→ **SUPPLIED RECORDS**:
• • •

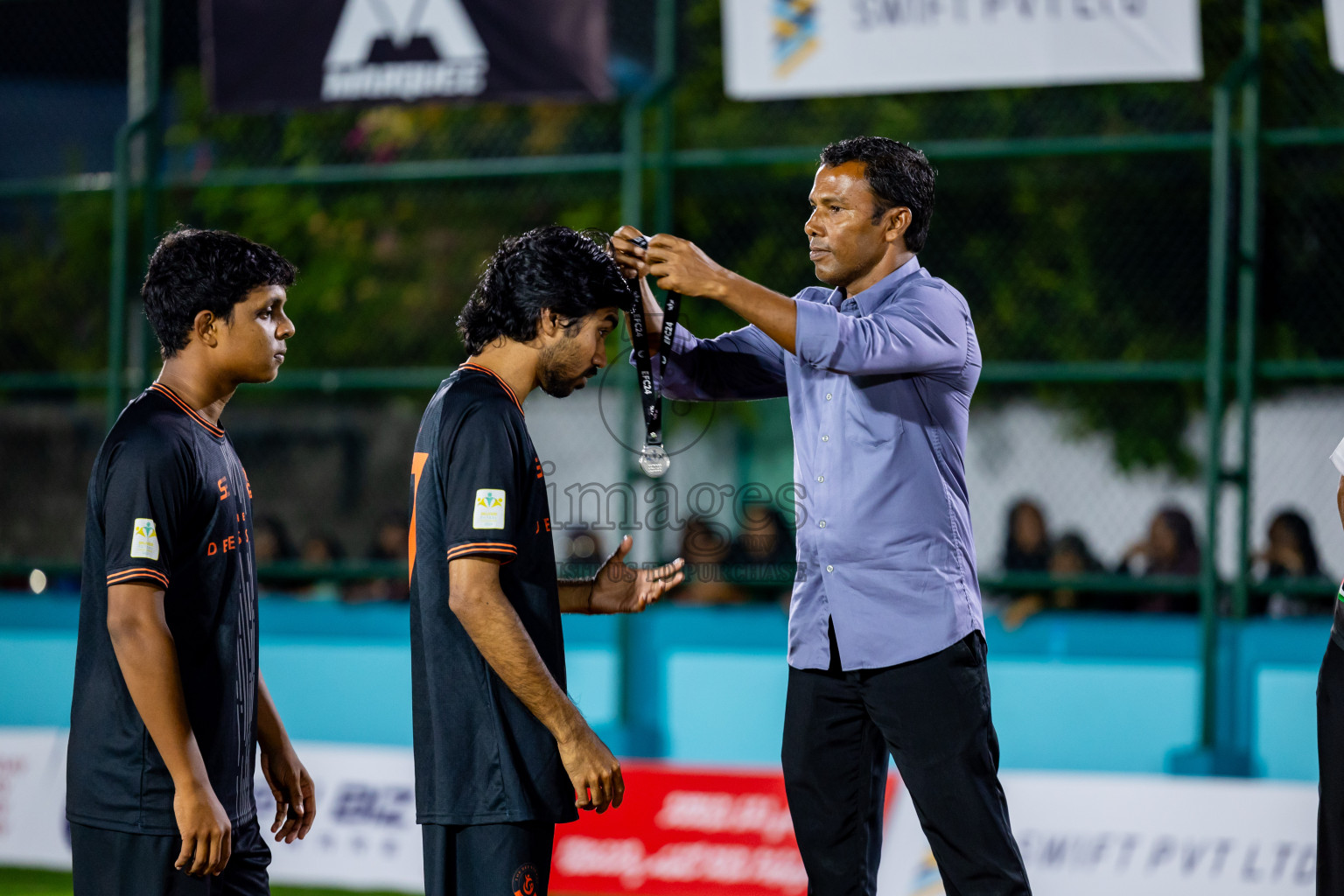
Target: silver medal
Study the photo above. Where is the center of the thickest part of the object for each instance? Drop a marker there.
(654, 461)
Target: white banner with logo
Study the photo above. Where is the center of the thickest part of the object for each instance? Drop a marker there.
(365, 837)
(780, 49)
(1081, 835)
(1335, 32)
(1086, 835)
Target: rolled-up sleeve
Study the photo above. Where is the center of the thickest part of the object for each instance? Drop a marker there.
(742, 364)
(924, 332)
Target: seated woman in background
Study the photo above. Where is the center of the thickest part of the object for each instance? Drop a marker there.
(1026, 550)
(762, 556)
(272, 544)
(1073, 556)
(704, 547)
(1171, 549)
(1291, 554)
(1027, 547)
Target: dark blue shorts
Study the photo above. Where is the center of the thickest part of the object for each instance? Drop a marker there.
(479, 860)
(113, 863)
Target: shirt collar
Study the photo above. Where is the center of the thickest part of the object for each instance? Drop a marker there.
(882, 290)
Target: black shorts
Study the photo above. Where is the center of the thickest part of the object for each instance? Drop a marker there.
(113, 863)
(479, 860)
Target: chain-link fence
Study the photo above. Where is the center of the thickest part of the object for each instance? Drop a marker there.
(1130, 254)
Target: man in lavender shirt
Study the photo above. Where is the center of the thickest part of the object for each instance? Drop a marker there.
(886, 645)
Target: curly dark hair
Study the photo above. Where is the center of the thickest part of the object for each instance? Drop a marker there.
(549, 268)
(898, 173)
(205, 270)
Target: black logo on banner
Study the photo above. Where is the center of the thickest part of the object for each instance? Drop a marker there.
(284, 54)
(403, 50)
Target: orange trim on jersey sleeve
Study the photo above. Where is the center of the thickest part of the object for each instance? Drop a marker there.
(210, 427)
(418, 459)
(481, 547)
(122, 577)
(500, 381)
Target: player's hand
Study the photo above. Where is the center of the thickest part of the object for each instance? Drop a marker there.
(593, 770)
(619, 587)
(206, 833)
(290, 785)
(1339, 500)
(626, 254)
(677, 265)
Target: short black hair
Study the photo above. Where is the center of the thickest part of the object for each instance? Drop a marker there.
(556, 268)
(898, 173)
(205, 270)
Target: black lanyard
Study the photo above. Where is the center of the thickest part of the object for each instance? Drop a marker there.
(654, 457)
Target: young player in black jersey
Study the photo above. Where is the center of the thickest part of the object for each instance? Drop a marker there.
(170, 704)
(501, 754)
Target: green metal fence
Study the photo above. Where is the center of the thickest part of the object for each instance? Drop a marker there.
(1161, 246)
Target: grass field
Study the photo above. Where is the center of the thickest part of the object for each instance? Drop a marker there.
(27, 881)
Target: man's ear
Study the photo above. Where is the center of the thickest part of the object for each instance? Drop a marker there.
(206, 329)
(898, 222)
(549, 324)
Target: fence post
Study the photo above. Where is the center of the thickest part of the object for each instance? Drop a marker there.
(1246, 284)
(143, 69)
(664, 73)
(152, 143)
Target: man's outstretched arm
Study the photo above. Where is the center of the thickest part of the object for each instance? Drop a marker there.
(619, 587)
(148, 659)
(744, 364)
(480, 605)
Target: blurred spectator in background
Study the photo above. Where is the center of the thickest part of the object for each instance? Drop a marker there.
(762, 556)
(1026, 550)
(321, 550)
(1171, 549)
(1071, 556)
(1027, 547)
(272, 544)
(1068, 555)
(390, 546)
(704, 547)
(1291, 554)
(582, 555)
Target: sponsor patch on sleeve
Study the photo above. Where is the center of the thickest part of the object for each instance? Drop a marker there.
(488, 512)
(144, 540)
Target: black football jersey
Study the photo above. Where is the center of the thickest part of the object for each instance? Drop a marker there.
(170, 506)
(478, 491)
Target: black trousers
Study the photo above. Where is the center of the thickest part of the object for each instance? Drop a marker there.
(112, 863)
(473, 860)
(1329, 750)
(933, 717)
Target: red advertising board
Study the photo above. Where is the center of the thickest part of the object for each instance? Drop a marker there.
(686, 832)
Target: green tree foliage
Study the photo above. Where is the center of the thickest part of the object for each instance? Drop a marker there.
(1062, 258)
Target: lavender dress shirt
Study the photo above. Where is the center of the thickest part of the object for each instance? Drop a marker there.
(879, 396)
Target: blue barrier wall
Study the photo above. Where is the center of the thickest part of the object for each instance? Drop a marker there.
(1070, 690)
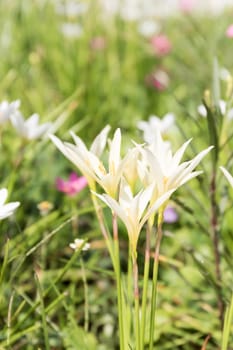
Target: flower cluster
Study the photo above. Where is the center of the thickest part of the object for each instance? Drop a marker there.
(28, 129)
(137, 185)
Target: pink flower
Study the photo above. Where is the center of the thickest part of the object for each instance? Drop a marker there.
(229, 31)
(170, 215)
(73, 185)
(187, 5)
(161, 44)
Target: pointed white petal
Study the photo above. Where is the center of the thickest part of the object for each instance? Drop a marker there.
(179, 154)
(115, 150)
(3, 196)
(227, 175)
(99, 142)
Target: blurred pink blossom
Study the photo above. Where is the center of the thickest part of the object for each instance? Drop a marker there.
(161, 44)
(187, 5)
(170, 215)
(229, 31)
(73, 185)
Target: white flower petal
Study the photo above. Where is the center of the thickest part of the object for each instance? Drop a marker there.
(227, 175)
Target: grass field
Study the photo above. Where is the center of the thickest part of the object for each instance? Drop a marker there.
(157, 270)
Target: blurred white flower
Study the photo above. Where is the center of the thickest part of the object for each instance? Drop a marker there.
(6, 209)
(71, 8)
(29, 129)
(148, 28)
(71, 30)
(86, 160)
(7, 109)
(160, 165)
(227, 175)
(78, 243)
(222, 105)
(155, 123)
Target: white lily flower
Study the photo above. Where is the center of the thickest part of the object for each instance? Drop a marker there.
(155, 123)
(90, 164)
(29, 129)
(86, 160)
(7, 109)
(227, 175)
(160, 165)
(72, 8)
(6, 209)
(134, 211)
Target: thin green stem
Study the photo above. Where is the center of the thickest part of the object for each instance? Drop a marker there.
(155, 278)
(145, 283)
(129, 293)
(118, 281)
(136, 304)
(86, 303)
(215, 239)
(99, 214)
(227, 325)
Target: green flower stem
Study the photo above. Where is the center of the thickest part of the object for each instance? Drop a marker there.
(103, 228)
(215, 239)
(155, 277)
(129, 293)
(86, 303)
(117, 269)
(145, 283)
(136, 303)
(227, 325)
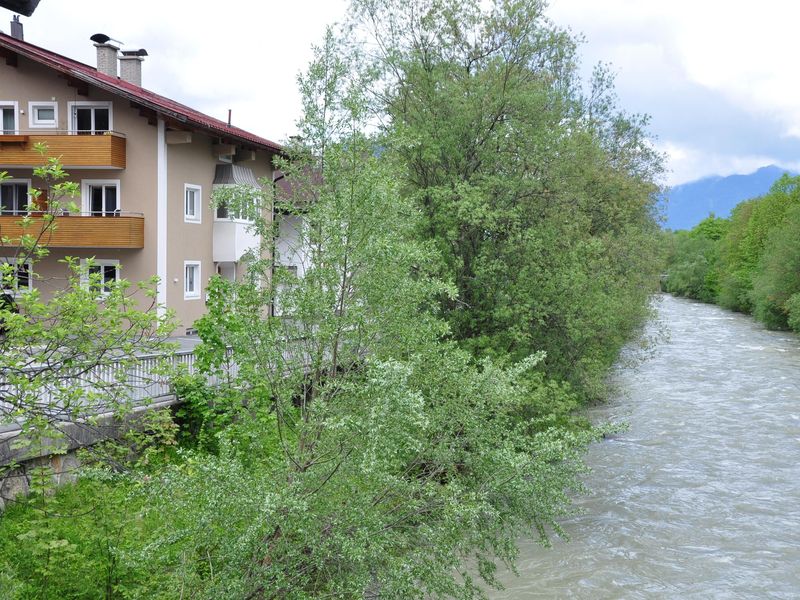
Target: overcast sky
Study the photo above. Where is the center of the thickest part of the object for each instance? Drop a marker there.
(719, 78)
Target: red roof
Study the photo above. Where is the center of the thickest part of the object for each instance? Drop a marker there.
(162, 105)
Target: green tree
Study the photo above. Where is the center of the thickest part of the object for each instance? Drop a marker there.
(777, 278)
(743, 246)
(537, 196)
(693, 268)
(391, 457)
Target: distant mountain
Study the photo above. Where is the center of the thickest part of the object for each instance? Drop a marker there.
(690, 203)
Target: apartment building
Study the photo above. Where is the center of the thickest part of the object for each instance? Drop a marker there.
(146, 166)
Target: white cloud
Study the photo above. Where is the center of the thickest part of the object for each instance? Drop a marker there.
(210, 55)
(742, 53)
(689, 163)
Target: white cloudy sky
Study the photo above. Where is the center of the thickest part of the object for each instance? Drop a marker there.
(718, 77)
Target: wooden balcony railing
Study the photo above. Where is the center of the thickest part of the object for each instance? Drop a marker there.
(122, 230)
(106, 150)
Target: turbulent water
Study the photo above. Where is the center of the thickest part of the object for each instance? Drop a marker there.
(700, 498)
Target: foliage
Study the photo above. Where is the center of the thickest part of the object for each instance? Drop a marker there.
(66, 545)
(749, 262)
(53, 349)
(777, 278)
(388, 418)
(537, 196)
(743, 247)
(693, 260)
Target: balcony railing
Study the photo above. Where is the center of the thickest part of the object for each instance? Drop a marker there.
(100, 150)
(85, 230)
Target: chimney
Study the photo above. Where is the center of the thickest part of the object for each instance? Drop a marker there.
(16, 29)
(130, 65)
(106, 54)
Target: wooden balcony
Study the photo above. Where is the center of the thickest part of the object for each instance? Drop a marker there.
(73, 231)
(104, 151)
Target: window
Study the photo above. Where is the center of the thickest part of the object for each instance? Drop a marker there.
(15, 276)
(14, 197)
(191, 280)
(246, 203)
(91, 118)
(192, 203)
(101, 197)
(100, 274)
(8, 118)
(43, 114)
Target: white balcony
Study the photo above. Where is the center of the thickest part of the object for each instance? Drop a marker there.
(232, 239)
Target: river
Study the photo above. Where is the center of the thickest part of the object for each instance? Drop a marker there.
(700, 498)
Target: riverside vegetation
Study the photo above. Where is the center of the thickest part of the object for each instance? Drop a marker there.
(749, 262)
(480, 239)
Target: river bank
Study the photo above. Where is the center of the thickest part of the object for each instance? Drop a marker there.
(700, 498)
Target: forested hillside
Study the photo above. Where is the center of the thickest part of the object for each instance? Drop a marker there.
(749, 262)
(481, 234)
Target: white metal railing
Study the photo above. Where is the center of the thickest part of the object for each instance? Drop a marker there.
(81, 392)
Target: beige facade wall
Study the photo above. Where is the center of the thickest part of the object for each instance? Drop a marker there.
(31, 82)
(194, 164)
(187, 163)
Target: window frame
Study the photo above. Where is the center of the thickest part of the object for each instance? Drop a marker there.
(86, 200)
(24, 210)
(16, 291)
(72, 111)
(229, 218)
(197, 217)
(13, 104)
(99, 262)
(34, 122)
(196, 293)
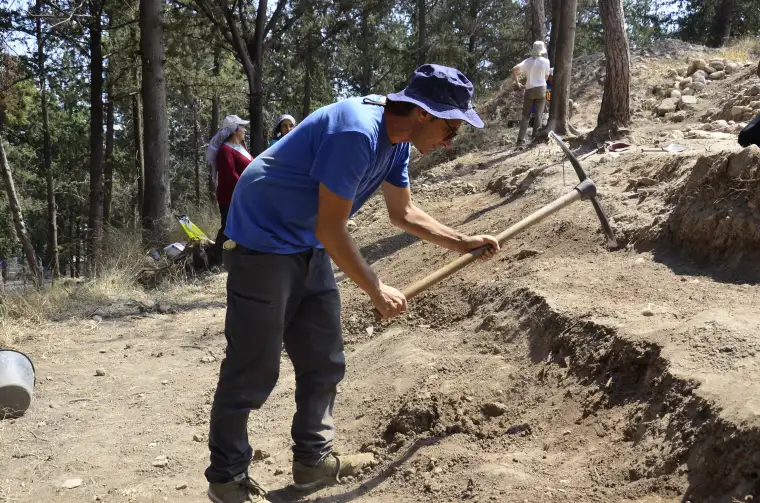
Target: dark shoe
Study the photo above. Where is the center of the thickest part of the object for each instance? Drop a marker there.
(241, 489)
(330, 470)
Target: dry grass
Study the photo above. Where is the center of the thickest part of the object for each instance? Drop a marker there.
(742, 49)
(114, 293)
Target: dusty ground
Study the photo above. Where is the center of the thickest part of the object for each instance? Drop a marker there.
(558, 371)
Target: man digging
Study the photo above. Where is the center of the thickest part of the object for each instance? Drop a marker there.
(286, 221)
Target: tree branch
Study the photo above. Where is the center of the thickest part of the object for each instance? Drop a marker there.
(275, 17)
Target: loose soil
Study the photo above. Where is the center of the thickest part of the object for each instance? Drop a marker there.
(557, 371)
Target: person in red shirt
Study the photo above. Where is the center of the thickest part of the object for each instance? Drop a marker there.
(228, 158)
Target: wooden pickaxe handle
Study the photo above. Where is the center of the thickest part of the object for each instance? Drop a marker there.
(585, 190)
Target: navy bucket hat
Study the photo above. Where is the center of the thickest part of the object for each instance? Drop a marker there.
(442, 91)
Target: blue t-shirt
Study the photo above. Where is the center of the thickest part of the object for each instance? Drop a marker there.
(344, 146)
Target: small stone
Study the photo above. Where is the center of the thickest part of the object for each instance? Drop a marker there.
(687, 102)
(667, 106)
(678, 116)
(160, 461)
(164, 308)
(493, 409)
(645, 181)
(527, 253)
(71, 483)
(732, 68)
(260, 455)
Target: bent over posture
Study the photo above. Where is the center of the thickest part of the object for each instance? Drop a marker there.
(287, 219)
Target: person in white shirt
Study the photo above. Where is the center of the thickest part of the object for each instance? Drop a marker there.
(536, 67)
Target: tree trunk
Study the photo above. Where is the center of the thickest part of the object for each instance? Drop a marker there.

• • •

→ **DIRECTION**:
Copy the stretch of the records from the line containing "Target: tree trunk" through the end of the records, word for word.

→ **FINAL ANSWER**:
Target: tree trunk
Study the photo above. Where is the center of the thickest part of the object for each instance? Drop a marker there.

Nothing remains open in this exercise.